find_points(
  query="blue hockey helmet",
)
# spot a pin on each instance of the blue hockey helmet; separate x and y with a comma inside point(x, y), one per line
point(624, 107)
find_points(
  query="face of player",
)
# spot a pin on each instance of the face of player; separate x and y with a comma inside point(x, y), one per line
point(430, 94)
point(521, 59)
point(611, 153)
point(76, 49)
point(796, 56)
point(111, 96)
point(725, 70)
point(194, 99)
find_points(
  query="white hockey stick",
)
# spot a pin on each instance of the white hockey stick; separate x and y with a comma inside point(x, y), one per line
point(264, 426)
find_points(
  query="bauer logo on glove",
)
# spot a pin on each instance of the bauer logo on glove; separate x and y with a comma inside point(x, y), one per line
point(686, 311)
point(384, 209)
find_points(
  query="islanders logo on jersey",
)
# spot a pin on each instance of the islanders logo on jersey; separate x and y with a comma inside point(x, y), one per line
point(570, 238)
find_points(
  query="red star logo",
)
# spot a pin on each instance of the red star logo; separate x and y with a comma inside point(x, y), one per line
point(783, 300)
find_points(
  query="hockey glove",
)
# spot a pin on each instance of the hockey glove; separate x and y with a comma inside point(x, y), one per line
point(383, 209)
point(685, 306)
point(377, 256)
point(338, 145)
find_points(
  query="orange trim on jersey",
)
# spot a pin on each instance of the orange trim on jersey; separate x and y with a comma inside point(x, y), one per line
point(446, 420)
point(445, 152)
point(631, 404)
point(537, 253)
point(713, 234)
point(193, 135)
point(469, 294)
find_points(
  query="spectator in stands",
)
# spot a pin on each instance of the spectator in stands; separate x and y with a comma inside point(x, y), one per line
---
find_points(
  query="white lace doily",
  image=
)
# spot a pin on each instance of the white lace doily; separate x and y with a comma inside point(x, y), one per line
==
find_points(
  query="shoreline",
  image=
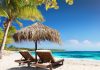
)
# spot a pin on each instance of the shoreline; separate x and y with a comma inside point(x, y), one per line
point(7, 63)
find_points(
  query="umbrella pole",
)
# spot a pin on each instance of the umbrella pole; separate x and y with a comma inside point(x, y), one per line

» **WORK TASK**
Could you restate word for word the lines above from the one containing "# spot a pin on each instance of the shoreline;" through the one containing "# spot a pin on each instance of the umbrella", both included, and nothing else?

» **WRITTEN REPLY**
# spot a pin on each instance of the shoreline; separate x and y with a comma inside point(x, y), one per line
point(7, 63)
find_points(
  query="umbrella pole",
)
# spot a pin on each instance of the umbrella pole; separate x and y with a comma inside point(x, y), one per line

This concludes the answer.